-------- Текст

Можно сочинять великолепные законы, принимать первые в мире резолюции о научной политике, как это сделано в Индии [99, с. 107-109], можно окружить университеты высочайшим вниманием и личной опекой, как это сделано в Индонезии [63], можно строить великолепные университетские городки и поддерживать невероятно высокий социальный статус академической элиты, как это сделано в Нигерии [66], но, если тривий и квадривий не пустили корней в душе первоклассника, если научная установка, одержимость приложением, навык приложения остались «второй культурой» – культурой для службы, которую можно забыть на письменном столе или в лаборатории, – всегда будет продолжаться одно и то же. Астрономы будут благодарить повелителя Поднебесной за несостоявшееся затмение [69, с. 93], ученые будут воспринимать науку как еще одну мифологию: «Индийские ученые практикуют науку только в лаборатории, а вне лаборатории, в повседневной жизни, они остаются пленниками древних идей и обрядов, подчиняются предрассудкам и вере в сверхъестественное. Среди ученых Индии не редкость вера в астрологию, обряды очищения перед проведением экспериментов и даже обряды искупительных жертвоприношений для умилостивления приборов и оборудования» [99, с. 191].

----------------
-------- Исходные данные

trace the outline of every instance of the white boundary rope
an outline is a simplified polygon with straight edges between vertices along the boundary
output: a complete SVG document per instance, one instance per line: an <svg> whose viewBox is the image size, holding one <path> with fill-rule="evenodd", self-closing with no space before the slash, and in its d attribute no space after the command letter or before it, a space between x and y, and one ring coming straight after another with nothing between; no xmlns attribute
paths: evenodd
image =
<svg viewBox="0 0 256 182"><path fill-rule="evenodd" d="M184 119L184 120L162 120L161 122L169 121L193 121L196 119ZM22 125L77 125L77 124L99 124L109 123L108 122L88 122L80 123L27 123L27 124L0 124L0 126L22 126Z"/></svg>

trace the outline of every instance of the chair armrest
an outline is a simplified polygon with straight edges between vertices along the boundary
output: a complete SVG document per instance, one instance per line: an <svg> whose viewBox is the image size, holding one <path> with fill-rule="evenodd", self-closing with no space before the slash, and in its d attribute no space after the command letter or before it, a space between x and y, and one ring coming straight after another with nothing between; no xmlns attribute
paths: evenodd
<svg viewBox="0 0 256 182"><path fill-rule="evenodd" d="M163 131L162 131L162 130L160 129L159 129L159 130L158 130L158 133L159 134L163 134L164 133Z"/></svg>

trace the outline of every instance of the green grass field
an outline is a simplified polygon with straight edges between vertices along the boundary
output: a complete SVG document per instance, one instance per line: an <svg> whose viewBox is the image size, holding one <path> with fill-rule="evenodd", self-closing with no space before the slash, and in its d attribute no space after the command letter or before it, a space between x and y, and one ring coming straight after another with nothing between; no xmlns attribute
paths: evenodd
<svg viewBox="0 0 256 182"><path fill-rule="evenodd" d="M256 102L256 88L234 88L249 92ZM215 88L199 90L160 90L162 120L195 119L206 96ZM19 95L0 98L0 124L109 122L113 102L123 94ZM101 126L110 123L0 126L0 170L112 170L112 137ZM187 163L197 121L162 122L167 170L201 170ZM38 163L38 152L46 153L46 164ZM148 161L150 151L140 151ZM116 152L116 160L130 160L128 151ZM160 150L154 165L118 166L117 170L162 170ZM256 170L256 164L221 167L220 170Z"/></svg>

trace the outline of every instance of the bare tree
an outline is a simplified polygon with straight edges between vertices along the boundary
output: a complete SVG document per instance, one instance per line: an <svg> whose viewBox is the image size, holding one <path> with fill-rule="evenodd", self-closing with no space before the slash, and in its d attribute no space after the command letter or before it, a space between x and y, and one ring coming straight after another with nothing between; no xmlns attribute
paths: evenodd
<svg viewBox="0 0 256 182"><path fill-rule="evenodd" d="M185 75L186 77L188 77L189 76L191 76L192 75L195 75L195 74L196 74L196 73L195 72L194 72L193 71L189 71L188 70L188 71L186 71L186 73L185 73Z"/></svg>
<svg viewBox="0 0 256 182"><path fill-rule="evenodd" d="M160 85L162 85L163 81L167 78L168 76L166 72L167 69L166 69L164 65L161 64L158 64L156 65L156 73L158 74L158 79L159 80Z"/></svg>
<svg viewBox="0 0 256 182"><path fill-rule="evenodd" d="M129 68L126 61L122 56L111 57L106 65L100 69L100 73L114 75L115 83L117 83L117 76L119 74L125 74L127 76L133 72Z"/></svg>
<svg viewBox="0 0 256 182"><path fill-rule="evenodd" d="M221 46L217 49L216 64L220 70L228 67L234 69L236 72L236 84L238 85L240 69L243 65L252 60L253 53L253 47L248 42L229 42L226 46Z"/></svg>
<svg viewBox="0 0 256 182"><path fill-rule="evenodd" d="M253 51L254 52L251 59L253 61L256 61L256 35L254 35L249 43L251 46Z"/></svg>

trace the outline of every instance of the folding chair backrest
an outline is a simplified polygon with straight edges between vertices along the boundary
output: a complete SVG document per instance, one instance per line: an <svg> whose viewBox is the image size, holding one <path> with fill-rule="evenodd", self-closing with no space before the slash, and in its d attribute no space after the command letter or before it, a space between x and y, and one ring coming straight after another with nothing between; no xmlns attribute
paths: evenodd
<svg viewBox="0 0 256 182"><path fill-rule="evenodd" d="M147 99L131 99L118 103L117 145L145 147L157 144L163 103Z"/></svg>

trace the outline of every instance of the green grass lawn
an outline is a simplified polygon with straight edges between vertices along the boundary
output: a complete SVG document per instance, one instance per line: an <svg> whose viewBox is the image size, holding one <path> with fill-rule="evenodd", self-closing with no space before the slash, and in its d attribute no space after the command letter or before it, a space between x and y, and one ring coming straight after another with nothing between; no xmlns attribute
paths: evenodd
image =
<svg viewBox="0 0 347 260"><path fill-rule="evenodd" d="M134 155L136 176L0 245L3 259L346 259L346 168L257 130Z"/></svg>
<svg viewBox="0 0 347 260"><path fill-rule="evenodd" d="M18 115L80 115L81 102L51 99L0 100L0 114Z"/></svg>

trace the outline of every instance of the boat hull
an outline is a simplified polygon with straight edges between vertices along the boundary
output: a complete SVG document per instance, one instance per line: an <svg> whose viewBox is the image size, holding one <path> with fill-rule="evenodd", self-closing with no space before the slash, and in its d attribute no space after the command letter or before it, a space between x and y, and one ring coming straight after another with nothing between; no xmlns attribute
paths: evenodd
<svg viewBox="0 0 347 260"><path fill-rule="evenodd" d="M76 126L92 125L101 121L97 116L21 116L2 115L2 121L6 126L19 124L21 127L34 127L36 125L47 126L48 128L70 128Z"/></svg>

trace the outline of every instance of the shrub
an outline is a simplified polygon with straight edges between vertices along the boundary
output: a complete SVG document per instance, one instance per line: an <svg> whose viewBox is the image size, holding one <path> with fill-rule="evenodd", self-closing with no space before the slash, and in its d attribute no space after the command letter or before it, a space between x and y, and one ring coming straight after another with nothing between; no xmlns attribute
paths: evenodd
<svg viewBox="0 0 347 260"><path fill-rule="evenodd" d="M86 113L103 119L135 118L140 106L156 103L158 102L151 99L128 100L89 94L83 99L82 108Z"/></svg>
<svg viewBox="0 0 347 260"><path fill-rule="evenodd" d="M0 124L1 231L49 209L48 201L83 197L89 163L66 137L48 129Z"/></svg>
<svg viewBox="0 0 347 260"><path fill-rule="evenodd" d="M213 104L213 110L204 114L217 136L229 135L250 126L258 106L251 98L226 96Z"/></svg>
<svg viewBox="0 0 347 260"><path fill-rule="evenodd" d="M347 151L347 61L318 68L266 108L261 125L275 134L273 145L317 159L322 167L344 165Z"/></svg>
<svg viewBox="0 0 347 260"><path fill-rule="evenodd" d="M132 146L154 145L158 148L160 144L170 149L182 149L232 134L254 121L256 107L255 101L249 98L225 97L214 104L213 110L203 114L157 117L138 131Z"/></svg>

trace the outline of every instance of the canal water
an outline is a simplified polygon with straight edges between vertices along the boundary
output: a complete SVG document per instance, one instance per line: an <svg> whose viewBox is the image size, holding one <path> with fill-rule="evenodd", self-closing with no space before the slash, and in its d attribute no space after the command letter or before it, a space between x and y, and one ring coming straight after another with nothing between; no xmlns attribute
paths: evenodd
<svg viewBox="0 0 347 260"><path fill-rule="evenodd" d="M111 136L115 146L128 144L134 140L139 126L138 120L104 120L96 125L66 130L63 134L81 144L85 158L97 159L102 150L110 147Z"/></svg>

----------------

▸ Задание:
Напишите продолжение текста о научной политике и науке как «второй культуре», начиная сразу после его последнего предложения.

▸ Ответ:
Тривий и квадривий – не просто «семь свободных искусств», с которыми Европа связала свою судьбу, но и семь искусств освобождающих, помогающих «давить в себе по капле» раба унаследованных обстоятельств, иметь свое мнение и настаивать на нем, в какие бы конкретно-исторические обстоятельства судьба и произвол родителей ни закидывали человека. Если семь свободных и освобождающих искусств пустили корни в душе человека, с ним уже ничего нечеловеческого не случится, будь он европейцем или неевропейцем. Он может всю жизнь мыкаться по конкретно-историческим колдобинам и буеракам, попадать то на крест, то на костер, а то и на книжную полку, но переделать его уже нельзя. Нечеловека из него уже не получится.

Европа строила свою историю на плечах и на костях одержимых манией расширения научного знания и приложения научного знания. Нельзя сказать, что одержимость носила повальный характер – эпонимическая характеристика европейской развитости много беднее, чем, скажем, статистика долгожителей. Одержимых редко чествовали при жизни, чаще украшали венками могилы. Камю написал не так уж давно: «Не знаю никого, кто отдал бы жизнь за онтологическое доказательство. Галилей, обладавший полновесной научной истиной,, с легкостью предал себя, как только истина стала угрозой его жизни. В какой-то степени он постудил правильно» [68, с. 9]. В плохом смысле. Галилей мог и отступиться, изменить самому себе в надежде на легковесную истину-масло, которая всплывет, «сама себя окажет». Но вот Камю, как и Оруэлл, заставляющий своего героя отказаться от «дважды два четыре», высказывает глубоко несправедливые мысли насчет европейцев. Будь все такие уступчивые в делах истины, бродить бы нам и сегодня по задворкам цивилизаций Востока, перенимая то компас, то бумагу, то еще какую диковину с чужого стола. Если мы кому и обязаны из предшественников, то не отступникам от истины, а тем, кто шел до конца. И другого пути к человеку, видимо, нет. Во всяком случае, пока еще не открыли, ходить приходится старым, европеец ты или неевропеец.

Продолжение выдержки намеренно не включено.